=== Task 1 ===
Answer these questions about the text on the 2014 Ontario election.
(a) In which two years does the text say Ontario voters lashed out in anger?
(b) Which four elections does the text say pollsters more or less whiffed on?
(c) What did John Tory promise during the 2007 campaign?

=== Text excerpt ===
----
Some of us were just coming to vote. He had already voted. He stepped out into the parking lot of a large Ottawa-area high school, raised his left hand to his nose, pinched tight, and with his right hand he put his 'X' in the air.

'Nuff said – no further analysis required. But let us try some anyway.

Ontario voters, having burned themselves twice by lashing out in anger – 1990 when they kicked Bob Rae into office, 1995 when they booted Rae out and put in Mike Harris – would have loved an alternative in 2014, yet they could not find one.

They were, at several points over the past many months, all for punishing a tired Liberal government that had brought them the billion-dollar gas plant scandal, the offensive Ornge affair, the eHealth fiasco, a government well past its best-before date that seemed devoid of answers for a once-powerful province now foundering economically.

Easy pickings, one would think.

Pollsters certainly seemed to think so, now having more or less whiffed on four recent swings at the ball: Alberta, British Columbia, Quebec and Ontario. It is a continuing puzzle as to why the media still pretends that those who can make colourful graphs out of online nonsense should be given so much air time and space.

The Ontario election captivated those running and those chasing after it, the media, but it did not captivate the people who would decide. I remember France Gélinas, successful NDP candidate in Nickel Belt, telling me, well into the campaign, that she had gone into one of the better-off suburban enclaves of her large Sudbury-area riding and found at the door that most did not even know an election was on. Those who did, she said, were anxious to "get that guy Harper" out of office.

When people did look at the election it was only to glance, and there was so little to see that they quickly turned away. The single campaign idea that did register – Progressive Conservative Leader Tim Hudak's one-million jobs and 100,000 cuts – hurt Mr. Hudak far more than it helped him, even if it got him the headlines and the face time and, to some, suggested he was well on his way to victory.

Travelling around the province talking to voters reminded this aging reporter of the 2007 Ontario provincial election. Just as 2014 was Mr. Hudak's for the taking, so long as he didn't mess up, 2007 was then-PC leader John Tory's for the taking. Mr. Tory messed up dreadfully, promising to extend funding to religious schools when no such promise was required and, the conservative core was saying, no such promise was wanted.
----
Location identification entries
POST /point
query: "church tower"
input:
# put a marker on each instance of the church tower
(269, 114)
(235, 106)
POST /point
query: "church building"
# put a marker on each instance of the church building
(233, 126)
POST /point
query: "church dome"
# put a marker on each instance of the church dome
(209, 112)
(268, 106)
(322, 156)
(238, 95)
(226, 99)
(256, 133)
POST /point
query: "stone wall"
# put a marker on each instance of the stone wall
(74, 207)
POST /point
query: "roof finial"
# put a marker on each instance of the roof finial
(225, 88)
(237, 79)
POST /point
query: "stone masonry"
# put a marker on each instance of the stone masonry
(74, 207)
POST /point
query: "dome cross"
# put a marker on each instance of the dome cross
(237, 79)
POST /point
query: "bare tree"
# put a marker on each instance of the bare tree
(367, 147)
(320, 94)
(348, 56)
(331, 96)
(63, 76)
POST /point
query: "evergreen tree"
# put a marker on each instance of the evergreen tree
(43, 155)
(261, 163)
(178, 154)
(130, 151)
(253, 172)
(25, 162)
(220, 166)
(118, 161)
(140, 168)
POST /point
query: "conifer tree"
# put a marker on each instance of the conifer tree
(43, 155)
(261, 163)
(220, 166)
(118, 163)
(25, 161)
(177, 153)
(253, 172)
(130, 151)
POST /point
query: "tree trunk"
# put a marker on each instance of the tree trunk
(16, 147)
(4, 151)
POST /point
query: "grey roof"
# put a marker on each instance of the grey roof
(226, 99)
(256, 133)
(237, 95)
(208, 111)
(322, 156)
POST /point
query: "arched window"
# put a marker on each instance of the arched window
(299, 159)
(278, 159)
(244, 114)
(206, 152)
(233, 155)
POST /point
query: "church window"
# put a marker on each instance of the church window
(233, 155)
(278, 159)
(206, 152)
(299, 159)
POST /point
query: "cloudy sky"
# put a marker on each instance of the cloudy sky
----
=== Task 2 ===
Extract every line of the records above that contains the string "arched", treating case as significant.

=== Exercise output 1 ===
(a) 1990 and 1995.
(b) Alberta, British Columbia, Quebec and Ontario.
(c) To extend funding to religious schools.

=== Exercise output 2 ===
query: "arched window"
# put a marker on each instance of the arched window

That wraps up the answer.